YOUR OBJECTIVE: Quote the lines of the data below exactly, beginning with the line that contains "Teacher note: indicate the tufted" and continuing through the end of the data, with both ends included.
-- DATA TO PROCESS start --
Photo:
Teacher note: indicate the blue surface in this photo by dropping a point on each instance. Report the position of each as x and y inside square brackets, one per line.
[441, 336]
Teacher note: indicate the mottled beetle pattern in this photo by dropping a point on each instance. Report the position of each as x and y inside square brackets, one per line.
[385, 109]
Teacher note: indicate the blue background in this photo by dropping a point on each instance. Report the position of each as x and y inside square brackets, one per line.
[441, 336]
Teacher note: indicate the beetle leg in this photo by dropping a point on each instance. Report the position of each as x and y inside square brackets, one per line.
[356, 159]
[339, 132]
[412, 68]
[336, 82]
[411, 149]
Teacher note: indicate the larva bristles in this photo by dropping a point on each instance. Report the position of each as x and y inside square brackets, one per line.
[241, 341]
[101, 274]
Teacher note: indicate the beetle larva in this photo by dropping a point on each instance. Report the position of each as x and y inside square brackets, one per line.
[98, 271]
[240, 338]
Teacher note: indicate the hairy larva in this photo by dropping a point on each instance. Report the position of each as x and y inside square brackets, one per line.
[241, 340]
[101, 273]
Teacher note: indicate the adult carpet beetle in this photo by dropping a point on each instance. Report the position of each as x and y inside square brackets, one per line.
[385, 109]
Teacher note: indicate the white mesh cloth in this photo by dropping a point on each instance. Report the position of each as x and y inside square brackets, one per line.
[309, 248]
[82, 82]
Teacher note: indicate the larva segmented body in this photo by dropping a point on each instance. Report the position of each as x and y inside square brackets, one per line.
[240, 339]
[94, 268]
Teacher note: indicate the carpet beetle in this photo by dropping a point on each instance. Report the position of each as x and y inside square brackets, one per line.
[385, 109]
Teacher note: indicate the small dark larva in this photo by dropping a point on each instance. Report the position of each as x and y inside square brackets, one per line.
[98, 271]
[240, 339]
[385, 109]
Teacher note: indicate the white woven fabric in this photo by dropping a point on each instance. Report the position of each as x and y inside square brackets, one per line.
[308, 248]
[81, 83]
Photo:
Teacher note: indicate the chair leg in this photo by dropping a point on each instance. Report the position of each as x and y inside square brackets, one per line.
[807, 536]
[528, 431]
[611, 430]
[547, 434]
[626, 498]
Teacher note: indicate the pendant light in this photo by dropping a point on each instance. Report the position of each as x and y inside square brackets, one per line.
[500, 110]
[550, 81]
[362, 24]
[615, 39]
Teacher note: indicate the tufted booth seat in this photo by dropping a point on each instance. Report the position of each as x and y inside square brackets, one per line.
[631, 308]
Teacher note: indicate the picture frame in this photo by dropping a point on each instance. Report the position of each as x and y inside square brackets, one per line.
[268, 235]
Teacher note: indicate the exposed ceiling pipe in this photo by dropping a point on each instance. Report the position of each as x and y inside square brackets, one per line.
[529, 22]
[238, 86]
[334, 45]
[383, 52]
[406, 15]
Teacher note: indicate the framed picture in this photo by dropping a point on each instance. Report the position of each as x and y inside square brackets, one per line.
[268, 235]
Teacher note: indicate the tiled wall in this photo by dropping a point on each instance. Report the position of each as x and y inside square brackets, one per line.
-- DATA TO PROCESS end --
TASK SOLUTION:
Teacher note: indicate the tufted booth seat in this photo by dropping a point on each instance. Report the position of each as x and y inside square brackets, one per line.
[631, 308]
Teacher note: indicate the picture frame in this photo by dropping a point on each instance. Report the position of each as x and y inside square brackets, one per line.
[268, 235]
Teacher note: indicate the exposed ceiling pipe in this photo by dropping a point on each instance. Report the position of each as x and y inside square brackets, one per line.
[529, 22]
[238, 86]
[334, 45]
[383, 52]
[406, 15]
Teacher note: indicate the framed picture in this photo by dropping a point on each instance. Report the position of each as x and y inside square brackets, one per line.
[268, 235]
Teacher note: indicate the tiled wall in this photo by dropping a point on each instance. Report the position of each as x and y inside square brackets, one per line.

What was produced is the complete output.